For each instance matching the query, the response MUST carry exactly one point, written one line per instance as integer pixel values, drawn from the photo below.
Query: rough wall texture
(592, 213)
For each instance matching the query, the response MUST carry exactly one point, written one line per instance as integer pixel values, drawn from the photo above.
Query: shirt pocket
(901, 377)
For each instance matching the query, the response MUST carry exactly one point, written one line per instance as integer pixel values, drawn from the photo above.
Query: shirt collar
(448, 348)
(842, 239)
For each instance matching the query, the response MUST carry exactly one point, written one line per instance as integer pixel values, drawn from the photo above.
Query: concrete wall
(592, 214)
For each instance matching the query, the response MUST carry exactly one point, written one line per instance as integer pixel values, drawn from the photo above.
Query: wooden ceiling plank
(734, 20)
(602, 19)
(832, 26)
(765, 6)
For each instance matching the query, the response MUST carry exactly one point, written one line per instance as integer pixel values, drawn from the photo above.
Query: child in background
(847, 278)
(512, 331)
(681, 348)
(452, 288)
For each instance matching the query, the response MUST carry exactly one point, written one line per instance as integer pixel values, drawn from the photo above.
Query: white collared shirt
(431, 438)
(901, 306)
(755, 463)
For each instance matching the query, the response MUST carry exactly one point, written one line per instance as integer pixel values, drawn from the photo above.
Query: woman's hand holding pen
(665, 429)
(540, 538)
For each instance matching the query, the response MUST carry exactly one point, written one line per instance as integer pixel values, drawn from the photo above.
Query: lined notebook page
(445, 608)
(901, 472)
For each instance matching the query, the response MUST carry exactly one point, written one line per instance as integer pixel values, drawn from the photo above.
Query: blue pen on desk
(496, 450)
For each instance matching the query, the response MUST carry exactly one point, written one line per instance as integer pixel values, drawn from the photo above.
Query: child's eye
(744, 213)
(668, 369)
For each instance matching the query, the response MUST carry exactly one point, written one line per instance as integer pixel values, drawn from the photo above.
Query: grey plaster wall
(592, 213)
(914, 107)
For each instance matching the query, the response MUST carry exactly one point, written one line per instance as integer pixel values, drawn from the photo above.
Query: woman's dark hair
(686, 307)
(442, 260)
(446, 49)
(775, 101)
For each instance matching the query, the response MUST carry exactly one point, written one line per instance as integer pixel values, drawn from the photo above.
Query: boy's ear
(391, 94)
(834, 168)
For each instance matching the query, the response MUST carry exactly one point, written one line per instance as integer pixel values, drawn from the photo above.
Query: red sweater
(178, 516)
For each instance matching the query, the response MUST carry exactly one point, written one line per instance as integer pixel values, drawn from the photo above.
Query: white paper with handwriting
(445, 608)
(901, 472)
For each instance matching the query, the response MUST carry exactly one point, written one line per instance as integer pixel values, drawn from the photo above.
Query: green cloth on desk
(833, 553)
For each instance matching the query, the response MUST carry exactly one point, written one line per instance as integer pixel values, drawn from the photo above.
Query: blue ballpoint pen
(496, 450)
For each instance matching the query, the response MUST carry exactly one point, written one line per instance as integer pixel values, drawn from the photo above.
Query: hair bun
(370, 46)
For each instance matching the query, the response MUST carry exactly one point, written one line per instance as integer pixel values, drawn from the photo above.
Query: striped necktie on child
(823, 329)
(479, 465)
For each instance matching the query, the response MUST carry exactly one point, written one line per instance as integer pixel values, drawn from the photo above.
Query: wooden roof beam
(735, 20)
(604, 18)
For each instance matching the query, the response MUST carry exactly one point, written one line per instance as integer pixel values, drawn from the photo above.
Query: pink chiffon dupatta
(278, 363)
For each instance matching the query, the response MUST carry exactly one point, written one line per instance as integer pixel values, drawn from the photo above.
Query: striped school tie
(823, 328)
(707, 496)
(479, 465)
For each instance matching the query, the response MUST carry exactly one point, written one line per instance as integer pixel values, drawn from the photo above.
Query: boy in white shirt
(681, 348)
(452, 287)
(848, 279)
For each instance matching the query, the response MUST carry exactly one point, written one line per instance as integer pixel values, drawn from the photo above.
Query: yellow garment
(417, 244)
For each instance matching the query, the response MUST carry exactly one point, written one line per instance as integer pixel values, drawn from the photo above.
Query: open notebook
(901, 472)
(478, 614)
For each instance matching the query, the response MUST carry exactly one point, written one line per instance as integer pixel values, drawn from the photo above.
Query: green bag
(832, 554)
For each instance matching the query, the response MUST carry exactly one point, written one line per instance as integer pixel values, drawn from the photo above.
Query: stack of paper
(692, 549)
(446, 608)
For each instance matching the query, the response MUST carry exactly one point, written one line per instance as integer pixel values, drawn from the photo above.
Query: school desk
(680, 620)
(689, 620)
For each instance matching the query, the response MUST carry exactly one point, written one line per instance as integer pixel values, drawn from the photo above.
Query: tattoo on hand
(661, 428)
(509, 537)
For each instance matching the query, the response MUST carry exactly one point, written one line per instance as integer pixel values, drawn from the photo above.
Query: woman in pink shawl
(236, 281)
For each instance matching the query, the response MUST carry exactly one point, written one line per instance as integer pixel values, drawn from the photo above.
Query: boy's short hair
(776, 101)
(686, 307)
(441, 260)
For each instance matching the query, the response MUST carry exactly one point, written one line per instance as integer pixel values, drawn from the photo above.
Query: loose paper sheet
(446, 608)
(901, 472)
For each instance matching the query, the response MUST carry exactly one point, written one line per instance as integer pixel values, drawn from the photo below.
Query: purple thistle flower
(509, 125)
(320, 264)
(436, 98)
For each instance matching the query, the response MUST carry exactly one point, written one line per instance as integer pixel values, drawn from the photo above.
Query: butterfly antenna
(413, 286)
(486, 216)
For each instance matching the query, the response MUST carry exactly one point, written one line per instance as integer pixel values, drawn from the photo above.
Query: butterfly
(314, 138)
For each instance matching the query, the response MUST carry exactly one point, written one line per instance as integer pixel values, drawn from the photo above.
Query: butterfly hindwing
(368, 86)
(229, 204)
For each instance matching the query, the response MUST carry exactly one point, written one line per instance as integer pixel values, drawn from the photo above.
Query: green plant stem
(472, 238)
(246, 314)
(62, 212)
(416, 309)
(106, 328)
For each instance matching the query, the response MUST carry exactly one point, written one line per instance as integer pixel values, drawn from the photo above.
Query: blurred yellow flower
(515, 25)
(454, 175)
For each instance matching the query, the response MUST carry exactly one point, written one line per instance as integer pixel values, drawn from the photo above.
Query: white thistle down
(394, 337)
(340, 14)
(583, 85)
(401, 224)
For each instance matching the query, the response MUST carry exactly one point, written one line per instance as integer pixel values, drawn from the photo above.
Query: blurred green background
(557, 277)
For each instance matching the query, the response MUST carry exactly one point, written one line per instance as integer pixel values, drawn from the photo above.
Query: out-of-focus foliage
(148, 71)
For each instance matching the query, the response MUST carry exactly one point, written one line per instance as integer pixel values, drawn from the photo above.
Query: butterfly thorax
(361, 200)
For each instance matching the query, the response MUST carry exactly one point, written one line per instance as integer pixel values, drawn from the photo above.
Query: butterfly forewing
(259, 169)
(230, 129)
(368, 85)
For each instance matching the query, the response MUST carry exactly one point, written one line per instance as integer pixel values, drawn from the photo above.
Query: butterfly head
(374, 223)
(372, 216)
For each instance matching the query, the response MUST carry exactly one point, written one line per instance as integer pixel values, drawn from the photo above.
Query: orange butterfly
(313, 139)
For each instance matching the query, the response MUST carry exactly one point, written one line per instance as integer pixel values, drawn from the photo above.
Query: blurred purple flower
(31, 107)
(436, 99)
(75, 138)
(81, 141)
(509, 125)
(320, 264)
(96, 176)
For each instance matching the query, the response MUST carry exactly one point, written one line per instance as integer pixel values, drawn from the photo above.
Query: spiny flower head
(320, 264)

==

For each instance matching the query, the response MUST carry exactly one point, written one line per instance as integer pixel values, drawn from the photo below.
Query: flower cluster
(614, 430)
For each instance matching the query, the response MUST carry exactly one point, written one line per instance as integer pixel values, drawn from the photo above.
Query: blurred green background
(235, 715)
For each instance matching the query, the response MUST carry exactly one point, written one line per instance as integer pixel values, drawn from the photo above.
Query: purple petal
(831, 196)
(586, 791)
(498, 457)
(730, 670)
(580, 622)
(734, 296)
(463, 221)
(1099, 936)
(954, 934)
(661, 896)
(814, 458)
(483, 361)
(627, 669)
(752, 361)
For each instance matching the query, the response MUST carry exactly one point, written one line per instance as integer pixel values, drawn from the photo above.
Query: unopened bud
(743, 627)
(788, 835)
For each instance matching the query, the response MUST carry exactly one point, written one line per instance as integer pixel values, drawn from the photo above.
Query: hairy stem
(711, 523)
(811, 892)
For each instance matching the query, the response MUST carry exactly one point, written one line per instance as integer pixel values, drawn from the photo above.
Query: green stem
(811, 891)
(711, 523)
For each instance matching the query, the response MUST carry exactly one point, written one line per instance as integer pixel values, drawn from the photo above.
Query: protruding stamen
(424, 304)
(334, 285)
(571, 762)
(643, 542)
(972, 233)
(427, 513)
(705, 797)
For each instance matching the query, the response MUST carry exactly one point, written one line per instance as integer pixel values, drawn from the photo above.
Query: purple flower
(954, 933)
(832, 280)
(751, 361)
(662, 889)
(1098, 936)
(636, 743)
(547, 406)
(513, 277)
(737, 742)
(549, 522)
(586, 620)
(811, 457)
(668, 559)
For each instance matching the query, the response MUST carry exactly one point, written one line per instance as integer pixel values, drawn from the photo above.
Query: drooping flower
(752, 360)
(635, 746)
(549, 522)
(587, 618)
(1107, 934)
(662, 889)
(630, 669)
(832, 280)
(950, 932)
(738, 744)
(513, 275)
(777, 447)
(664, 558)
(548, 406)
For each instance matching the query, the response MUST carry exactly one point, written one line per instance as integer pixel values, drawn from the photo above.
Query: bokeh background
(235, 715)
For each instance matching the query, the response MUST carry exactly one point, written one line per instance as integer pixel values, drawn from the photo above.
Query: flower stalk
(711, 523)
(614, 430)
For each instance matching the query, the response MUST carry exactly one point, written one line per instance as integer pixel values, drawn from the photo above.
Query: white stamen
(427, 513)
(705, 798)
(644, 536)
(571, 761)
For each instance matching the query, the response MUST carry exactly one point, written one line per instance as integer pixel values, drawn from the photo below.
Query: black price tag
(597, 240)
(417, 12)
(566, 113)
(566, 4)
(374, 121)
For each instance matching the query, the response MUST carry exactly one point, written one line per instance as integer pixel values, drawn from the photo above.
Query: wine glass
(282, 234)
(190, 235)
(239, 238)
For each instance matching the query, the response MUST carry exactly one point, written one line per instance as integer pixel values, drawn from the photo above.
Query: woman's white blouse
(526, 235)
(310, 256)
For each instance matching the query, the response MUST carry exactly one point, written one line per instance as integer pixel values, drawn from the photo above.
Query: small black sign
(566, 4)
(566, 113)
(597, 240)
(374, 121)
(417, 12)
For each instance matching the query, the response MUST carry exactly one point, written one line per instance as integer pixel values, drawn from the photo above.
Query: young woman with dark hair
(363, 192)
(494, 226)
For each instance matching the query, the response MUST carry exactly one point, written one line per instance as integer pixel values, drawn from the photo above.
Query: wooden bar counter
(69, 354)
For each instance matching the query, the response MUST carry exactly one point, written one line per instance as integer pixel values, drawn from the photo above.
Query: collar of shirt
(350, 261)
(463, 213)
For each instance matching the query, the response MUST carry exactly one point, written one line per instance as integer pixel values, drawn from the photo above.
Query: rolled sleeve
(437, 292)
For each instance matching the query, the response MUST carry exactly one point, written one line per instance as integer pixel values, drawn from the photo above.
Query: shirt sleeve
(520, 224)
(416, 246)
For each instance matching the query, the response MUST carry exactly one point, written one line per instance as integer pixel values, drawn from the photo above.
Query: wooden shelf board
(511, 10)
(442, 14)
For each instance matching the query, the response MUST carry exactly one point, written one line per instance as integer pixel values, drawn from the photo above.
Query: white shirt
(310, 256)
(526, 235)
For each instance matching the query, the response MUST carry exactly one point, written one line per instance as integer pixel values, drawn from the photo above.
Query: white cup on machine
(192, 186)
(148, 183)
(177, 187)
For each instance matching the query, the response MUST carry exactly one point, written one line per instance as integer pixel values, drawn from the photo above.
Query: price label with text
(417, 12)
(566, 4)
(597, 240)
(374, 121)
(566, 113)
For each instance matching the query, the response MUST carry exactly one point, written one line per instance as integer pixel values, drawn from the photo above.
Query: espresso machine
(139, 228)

---

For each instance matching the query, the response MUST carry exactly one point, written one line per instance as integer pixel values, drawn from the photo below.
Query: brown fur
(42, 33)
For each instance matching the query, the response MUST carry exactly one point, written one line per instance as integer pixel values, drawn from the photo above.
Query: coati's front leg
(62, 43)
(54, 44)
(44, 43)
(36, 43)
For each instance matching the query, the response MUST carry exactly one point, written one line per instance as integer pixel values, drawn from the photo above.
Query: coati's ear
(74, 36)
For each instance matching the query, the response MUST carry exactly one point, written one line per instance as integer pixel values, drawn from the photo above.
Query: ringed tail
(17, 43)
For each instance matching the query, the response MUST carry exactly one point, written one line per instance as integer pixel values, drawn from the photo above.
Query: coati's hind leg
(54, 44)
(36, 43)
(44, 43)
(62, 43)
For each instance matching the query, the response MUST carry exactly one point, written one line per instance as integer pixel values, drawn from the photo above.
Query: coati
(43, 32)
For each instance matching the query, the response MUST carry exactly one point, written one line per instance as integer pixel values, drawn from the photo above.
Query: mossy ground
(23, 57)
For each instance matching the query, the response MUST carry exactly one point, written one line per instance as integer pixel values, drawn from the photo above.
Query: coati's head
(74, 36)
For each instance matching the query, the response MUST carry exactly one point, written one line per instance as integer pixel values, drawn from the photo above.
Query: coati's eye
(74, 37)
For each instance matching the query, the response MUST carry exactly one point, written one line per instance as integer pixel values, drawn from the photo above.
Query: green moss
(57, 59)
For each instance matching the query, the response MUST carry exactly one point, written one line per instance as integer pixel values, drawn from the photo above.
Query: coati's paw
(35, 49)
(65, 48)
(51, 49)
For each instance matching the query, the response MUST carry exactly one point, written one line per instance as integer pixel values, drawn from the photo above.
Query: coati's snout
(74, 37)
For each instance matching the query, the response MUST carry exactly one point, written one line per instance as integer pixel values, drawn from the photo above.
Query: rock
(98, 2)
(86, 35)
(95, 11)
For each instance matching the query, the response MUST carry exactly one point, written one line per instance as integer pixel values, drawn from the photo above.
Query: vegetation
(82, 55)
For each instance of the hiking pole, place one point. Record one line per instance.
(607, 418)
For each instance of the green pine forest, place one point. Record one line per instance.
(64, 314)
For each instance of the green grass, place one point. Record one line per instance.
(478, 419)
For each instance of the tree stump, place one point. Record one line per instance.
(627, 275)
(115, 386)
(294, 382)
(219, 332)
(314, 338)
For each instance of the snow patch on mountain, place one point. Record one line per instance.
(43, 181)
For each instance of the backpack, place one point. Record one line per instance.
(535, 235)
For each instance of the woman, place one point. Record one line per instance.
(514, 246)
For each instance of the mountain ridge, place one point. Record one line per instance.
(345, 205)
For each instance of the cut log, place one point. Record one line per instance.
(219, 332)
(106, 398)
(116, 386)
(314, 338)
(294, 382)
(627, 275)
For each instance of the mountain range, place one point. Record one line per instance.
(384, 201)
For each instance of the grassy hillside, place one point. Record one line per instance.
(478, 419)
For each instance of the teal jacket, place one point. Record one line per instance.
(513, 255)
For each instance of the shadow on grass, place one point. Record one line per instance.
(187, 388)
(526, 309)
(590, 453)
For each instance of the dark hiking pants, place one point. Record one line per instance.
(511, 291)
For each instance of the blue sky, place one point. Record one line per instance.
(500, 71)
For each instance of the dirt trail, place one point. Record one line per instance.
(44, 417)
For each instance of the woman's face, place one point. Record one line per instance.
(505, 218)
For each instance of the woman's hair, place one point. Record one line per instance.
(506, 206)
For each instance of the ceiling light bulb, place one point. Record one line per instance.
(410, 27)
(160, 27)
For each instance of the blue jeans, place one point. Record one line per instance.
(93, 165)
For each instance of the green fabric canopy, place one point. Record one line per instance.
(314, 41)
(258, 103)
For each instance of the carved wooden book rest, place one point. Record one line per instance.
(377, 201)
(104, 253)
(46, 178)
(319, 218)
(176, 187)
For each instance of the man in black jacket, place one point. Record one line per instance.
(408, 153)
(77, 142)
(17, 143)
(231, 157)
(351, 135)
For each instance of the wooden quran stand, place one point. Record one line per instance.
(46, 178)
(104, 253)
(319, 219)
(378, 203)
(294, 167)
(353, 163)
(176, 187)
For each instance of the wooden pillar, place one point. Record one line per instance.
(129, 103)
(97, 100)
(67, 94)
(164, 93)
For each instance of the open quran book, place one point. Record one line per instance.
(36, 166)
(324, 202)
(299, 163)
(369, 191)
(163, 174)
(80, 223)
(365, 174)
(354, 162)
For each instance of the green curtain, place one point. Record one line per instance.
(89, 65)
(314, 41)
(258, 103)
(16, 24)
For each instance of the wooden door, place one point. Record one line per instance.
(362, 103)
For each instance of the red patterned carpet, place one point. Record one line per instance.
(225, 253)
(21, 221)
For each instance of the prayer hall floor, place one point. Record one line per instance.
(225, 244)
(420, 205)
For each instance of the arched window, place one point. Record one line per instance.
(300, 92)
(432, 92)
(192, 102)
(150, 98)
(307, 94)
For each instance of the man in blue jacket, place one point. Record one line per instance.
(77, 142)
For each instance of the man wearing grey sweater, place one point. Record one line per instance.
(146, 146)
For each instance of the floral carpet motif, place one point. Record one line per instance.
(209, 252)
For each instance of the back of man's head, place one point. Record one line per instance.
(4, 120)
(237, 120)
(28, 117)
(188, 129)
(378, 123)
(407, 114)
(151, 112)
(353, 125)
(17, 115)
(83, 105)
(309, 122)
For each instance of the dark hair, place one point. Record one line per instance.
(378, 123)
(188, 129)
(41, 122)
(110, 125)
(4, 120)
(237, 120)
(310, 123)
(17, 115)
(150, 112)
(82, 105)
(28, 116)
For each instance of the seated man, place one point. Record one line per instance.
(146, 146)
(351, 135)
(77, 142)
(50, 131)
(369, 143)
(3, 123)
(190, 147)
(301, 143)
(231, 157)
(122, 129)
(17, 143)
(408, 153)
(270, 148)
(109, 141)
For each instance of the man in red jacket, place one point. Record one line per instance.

-- AIM OF THE TASK --
From the records above, reproduce exactly the lines from the one with "For each instance of the floral" to the one with "For each instance of the man in red", both included, and no others.

-- ANSWER FOR THIS EXERCISE --
For each instance of the floral carpet motif, place one point. Record one line per instance.
(209, 252)
For each instance of the back of man's head, place one point. Record one line per instance.
(4, 120)
(237, 120)
(28, 117)
(188, 129)
(378, 123)
(407, 114)
(151, 112)
(353, 125)
(17, 115)
(83, 105)
(309, 122)
For each instance of the dark hair, place one point. Record one line per instance.
(378, 123)
(188, 129)
(41, 122)
(110, 125)
(4, 120)
(237, 120)
(310, 123)
(17, 115)
(150, 112)
(82, 105)
(28, 116)
For each instance of the seated man, place one point. Record one line per instance.
(146, 146)
(351, 135)
(77, 142)
(50, 131)
(369, 143)
(3, 123)
(190, 147)
(301, 143)
(231, 157)
(122, 129)
(17, 143)
(408, 153)
(270, 148)
(109, 141)
For each instance of the man in red jacket, place one point. Record one line per instance.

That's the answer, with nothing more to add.